━━ Provided data ━━

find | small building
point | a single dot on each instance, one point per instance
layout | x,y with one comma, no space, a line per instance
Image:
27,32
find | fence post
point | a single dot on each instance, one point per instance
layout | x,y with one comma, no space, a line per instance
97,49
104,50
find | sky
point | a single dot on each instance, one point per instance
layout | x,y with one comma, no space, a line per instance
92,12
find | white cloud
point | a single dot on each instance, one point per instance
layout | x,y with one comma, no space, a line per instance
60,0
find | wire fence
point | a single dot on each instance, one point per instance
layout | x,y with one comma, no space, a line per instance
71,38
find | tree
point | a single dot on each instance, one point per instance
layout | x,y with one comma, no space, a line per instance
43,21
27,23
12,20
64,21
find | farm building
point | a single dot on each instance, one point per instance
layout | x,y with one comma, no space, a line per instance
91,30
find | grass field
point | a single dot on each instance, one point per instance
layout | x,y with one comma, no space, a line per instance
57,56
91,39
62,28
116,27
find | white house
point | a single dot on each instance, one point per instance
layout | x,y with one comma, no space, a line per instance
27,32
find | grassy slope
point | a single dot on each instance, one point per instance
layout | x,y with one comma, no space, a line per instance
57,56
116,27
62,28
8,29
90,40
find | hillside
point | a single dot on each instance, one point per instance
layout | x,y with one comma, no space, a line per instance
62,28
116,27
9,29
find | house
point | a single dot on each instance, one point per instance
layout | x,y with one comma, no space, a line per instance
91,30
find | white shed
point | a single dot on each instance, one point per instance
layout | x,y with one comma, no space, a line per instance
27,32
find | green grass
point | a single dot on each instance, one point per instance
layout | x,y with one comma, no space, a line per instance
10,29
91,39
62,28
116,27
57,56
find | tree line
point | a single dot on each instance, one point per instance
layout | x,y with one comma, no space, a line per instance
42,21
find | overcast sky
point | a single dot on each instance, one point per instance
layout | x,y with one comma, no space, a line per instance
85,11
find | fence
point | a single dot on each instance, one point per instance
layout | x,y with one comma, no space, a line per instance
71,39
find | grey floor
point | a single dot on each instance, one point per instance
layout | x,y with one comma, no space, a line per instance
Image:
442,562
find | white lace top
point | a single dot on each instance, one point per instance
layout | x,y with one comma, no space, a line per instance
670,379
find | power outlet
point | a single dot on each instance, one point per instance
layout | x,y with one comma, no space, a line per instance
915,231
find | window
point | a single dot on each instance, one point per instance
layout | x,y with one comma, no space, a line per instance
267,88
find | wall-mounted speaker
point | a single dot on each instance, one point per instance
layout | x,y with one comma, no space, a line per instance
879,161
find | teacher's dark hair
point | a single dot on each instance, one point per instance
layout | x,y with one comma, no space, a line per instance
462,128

━━━

• Exercise description
Repeat the material above exactly.

• Answer to the problem
find | small building
point | a single dot on each instance, one point per instance
layout | x,y with one comma, no space, a line per instance
Image:
27,32
find | fence post
point | a single dot on each instance, one point per instance
layout | x,y with one comma, no space, a line per instance
97,49
104,50
find | sky
point | a single dot on each instance, one point per instance
layout | x,y with one comma, no space, a line per instance
92,12
find | white cloud
point | a single dot on each instance, one point per instance
layout | x,y with one comma, no space, a line per instance
60,0
find | wire fence
point | a single dot on each instance, one point per instance
layout | x,y with one comma, no space, a line per instance
71,38
find | tree
point | a single dot on each instance, one point per instance
layout | x,y with one comma, no space, a line per instance
43,21
27,23
12,20
64,21
find | farm building
point | a single dot on each instance, one point per instance
layout | x,y with one comma, no space, a line per instance
91,30
find | grass field
point | a single dot on each instance, one point per instance
layout | x,y with one comma, no space, a line per instance
57,56
91,39
62,28
116,27
find | white house
point | a single dot on each instance, one point per instance
layout | x,y with one comma, no space, a line per instance
27,32
find | grassy slope
point | a single dot on each instance, one point per instance
layout | x,y with one comma, no space, a line per instance
57,56
116,27
62,28
8,29
90,40
find | hillside
point | a single dot on each instance, one point per instance
layout | x,y with one comma, no space, a line per instance
62,28
116,27
9,29
find | house
point | a single dot on each instance, one point per instance
layout | x,y with one comma, no space, a line per instance
91,30
find | white shed
point | a single dot on each instance, one point per instance
layout | x,y with one comma, no space, a line per instance
27,32
find | green grass
point | a single dot on each instance, one point per instance
layout | x,y with one comma, no space, a line per instance
10,29
91,39
62,28
116,27
57,56
find | tree line
point | a single dot on each instance, one point per instance
layout | x,y with one comma, no space, a line per instance
42,21
find | overcast sky
point | a single dot on each instance, one point per instance
layout | x,y with one comma, no space, a line per instance
85,11
find | fence
point | a single dot on each instance, one point per instance
layout | x,y with one comma, no space, a line per instance
71,39
find | grey floor
point | a single dot on each instance, one point per instance
layout | x,y with one comma, no space, a line per instance
Image:
442,562
find | white lace top
point | a single dot on each instance, one point per instance
layout | x,y with one comma, no space, a line per instance
670,379
find | power outlet
point | a single dot on each instance, one point per instance
layout | x,y with one comma, no space, a line per instance
915,231
find | window
point | a single dot on each instance, one point per instance
layout | x,y with one comma, no space, a line per instance
267,88
find | wall-mounted speaker
point | a single dot on each instance, one point per instance
layout | x,y with one comma, no space, a line per instance
879,161
find | teacher's dark hair
point | a single dot on each instance, one point per instance
layout | x,y with one comma, no space, a line per instance
462,128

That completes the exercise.